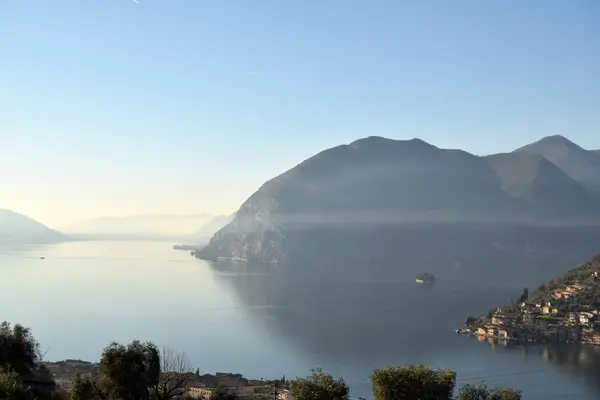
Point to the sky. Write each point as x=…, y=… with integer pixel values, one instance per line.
x=123, y=107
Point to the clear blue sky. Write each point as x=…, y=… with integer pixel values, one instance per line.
x=110, y=107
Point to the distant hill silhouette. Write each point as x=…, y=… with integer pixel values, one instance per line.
x=375, y=184
x=541, y=184
x=138, y=226
x=210, y=228
x=18, y=229
x=578, y=163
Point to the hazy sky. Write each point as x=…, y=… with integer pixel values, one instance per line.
x=117, y=107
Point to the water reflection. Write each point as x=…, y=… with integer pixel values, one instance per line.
x=353, y=324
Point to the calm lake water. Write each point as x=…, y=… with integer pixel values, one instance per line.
x=263, y=321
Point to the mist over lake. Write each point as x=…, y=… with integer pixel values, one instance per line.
x=265, y=321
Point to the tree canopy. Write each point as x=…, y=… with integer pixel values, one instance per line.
x=320, y=386
x=139, y=371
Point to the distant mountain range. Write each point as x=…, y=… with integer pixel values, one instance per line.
x=377, y=183
x=580, y=164
x=18, y=229
x=139, y=226
x=211, y=227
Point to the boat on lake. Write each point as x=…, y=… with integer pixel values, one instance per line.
x=425, y=279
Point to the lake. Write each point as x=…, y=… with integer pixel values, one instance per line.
x=265, y=321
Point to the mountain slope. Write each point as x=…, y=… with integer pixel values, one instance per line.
x=374, y=184
x=545, y=187
x=16, y=228
x=578, y=163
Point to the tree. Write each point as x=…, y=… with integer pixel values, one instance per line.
x=483, y=392
x=320, y=386
x=175, y=376
x=83, y=388
x=20, y=351
x=412, y=382
x=219, y=393
x=131, y=371
x=12, y=388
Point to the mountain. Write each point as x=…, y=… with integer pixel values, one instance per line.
x=207, y=230
x=139, y=226
x=16, y=228
x=578, y=163
x=364, y=194
x=538, y=182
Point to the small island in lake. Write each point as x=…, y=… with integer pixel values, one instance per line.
x=425, y=278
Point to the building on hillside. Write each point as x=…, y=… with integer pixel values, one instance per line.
x=199, y=391
x=546, y=310
x=285, y=395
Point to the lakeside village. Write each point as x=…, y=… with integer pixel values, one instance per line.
x=564, y=311
x=200, y=386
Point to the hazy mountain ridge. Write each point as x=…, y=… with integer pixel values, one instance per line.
x=17, y=228
x=142, y=226
x=376, y=181
x=580, y=164
x=211, y=227
x=543, y=185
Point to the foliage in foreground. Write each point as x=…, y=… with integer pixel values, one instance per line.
x=140, y=371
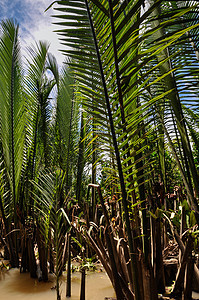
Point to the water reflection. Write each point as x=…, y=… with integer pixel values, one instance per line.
x=16, y=286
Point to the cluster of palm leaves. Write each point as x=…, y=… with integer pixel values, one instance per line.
x=38, y=133
x=136, y=66
x=125, y=115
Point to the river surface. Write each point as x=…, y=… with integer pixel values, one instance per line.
x=16, y=286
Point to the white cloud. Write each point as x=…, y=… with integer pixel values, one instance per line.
x=35, y=23
x=38, y=25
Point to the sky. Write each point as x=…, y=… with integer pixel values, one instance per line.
x=35, y=24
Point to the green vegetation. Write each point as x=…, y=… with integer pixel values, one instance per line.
x=109, y=166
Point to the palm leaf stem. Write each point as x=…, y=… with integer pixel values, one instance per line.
x=140, y=164
x=69, y=142
x=193, y=204
x=12, y=122
x=117, y=154
x=170, y=85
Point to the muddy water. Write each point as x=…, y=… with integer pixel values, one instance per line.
x=16, y=286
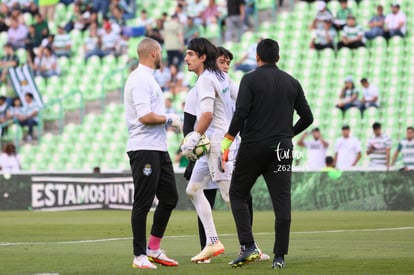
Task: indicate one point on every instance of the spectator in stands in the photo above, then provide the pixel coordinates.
(195, 9)
(406, 147)
(235, 19)
(180, 13)
(347, 150)
(349, 96)
(29, 117)
(115, 28)
(323, 14)
(370, 94)
(395, 22)
(342, 15)
(127, 10)
(30, 42)
(211, 13)
(3, 16)
(156, 31)
(249, 12)
(323, 36)
(10, 161)
(144, 21)
(109, 40)
(45, 64)
(47, 42)
(248, 60)
(176, 81)
(92, 44)
(17, 14)
(62, 44)
(67, 2)
(101, 6)
(78, 20)
(191, 30)
(122, 45)
(9, 59)
(47, 9)
(352, 34)
(376, 24)
(316, 149)
(174, 41)
(16, 110)
(41, 29)
(169, 109)
(329, 164)
(118, 17)
(16, 35)
(162, 76)
(378, 148)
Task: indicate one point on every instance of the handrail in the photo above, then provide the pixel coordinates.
(111, 74)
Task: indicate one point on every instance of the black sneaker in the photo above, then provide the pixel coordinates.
(249, 255)
(278, 262)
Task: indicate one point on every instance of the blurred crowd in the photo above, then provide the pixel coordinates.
(342, 29)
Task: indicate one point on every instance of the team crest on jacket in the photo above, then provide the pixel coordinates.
(147, 169)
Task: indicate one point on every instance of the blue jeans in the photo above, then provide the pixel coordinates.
(96, 52)
(365, 106)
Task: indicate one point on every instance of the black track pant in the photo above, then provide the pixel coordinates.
(153, 175)
(276, 170)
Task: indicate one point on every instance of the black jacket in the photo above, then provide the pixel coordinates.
(265, 105)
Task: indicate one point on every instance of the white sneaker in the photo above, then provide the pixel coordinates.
(158, 256)
(142, 261)
(263, 257)
(211, 250)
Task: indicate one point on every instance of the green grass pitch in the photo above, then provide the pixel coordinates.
(321, 243)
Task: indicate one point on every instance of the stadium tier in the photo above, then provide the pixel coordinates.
(100, 140)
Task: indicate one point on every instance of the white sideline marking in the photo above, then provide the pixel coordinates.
(193, 236)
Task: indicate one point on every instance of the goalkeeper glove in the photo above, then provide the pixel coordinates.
(225, 147)
(173, 120)
(190, 142)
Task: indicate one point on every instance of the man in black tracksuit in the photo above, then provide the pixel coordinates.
(265, 105)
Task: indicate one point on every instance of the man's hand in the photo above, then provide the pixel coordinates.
(190, 142)
(173, 120)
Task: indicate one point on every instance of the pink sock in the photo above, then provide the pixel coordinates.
(154, 243)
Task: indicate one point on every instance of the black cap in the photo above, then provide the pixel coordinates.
(376, 125)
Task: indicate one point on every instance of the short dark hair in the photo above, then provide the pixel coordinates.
(268, 50)
(329, 160)
(203, 46)
(376, 125)
(223, 51)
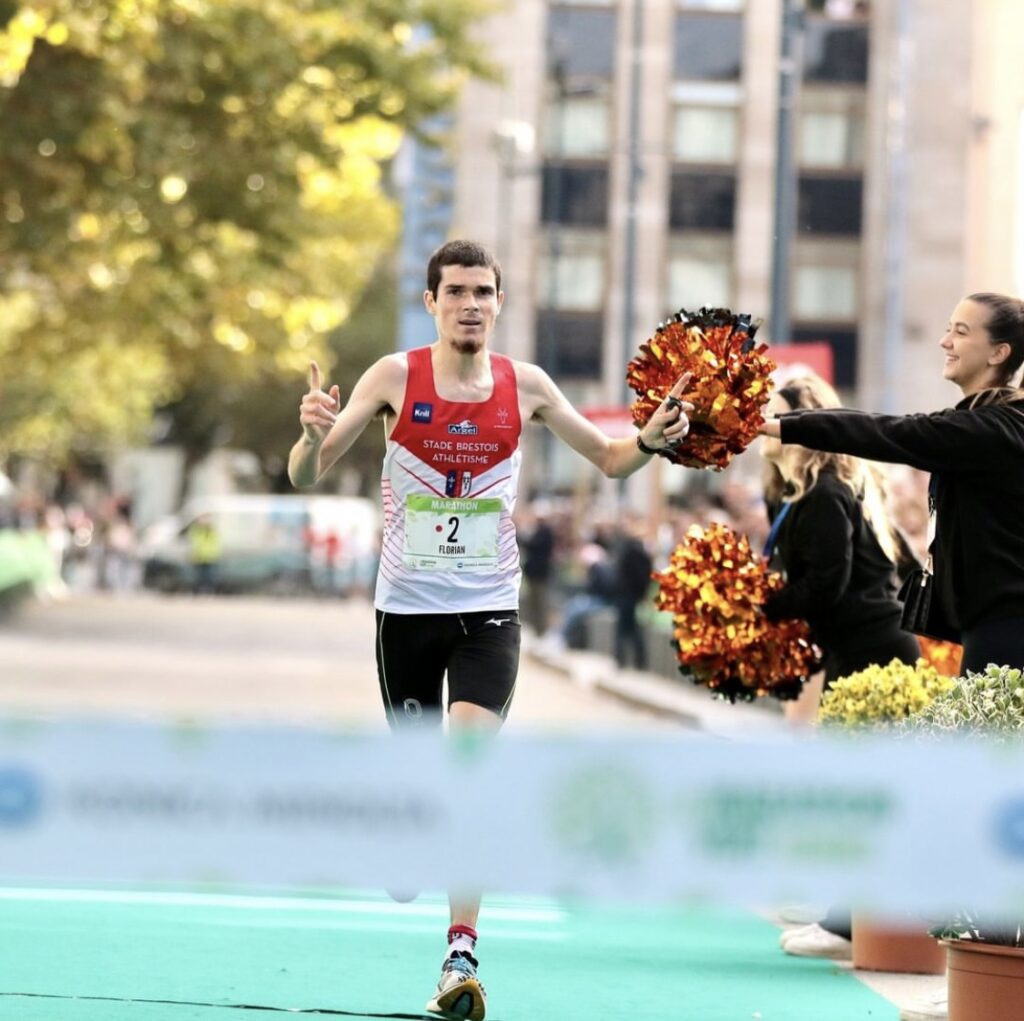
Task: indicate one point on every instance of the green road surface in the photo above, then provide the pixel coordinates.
(118, 955)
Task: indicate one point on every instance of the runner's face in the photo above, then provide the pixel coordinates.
(466, 307)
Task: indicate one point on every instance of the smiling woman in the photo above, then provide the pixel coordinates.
(976, 455)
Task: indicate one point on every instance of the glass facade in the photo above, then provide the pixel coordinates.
(704, 145)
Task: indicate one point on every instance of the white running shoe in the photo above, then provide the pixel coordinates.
(459, 995)
(928, 1009)
(813, 941)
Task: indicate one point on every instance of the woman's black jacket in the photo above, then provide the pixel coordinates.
(838, 578)
(976, 456)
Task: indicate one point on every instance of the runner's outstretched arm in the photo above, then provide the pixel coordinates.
(615, 458)
(328, 429)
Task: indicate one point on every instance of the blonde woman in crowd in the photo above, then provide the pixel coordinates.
(832, 538)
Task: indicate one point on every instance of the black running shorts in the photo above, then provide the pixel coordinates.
(479, 651)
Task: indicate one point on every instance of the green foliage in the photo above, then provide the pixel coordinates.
(882, 695)
(988, 705)
(192, 198)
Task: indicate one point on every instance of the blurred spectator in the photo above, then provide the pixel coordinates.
(537, 544)
(204, 550)
(633, 566)
(120, 564)
(598, 592)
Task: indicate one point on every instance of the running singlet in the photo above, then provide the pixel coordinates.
(449, 483)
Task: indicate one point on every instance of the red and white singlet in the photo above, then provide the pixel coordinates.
(449, 482)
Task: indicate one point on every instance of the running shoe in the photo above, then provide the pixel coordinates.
(459, 995)
(813, 941)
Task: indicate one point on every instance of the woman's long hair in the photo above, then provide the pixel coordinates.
(864, 478)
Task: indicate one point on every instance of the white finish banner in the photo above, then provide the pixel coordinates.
(921, 827)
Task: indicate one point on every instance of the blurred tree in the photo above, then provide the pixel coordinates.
(192, 202)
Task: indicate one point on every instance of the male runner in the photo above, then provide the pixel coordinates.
(448, 586)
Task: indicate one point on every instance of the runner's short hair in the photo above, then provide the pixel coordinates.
(461, 253)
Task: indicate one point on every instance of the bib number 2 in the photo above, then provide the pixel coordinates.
(452, 535)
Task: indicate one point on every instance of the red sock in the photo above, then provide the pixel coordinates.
(462, 938)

^^^^

*Objective*:
Repeat only the stretch of lines that opens with the line containing "Task: indicate one point on every instance of the blurred tree" and closes with the final line of the entries, both included, exactly as written.

*Right answer*:
Task: indicate one point on every instance of the blurred tree in the photo above, then provide the pixel coordinates.
(192, 202)
Task: indicate one point on every instance of the male runner in the photo above, then provide the pixel coordinates.
(448, 586)
Task: indicate one point on every instance of the runner's short hair in the photo above, then provide the pixel coordinates.
(461, 253)
Task: indicate one point on every instance of the bib number 2 in the photo above, then provide the pixel coordinates.
(452, 535)
Task: indicate one point on every instance of the red sock in the photo above, then provide the pixel coordinates.
(462, 938)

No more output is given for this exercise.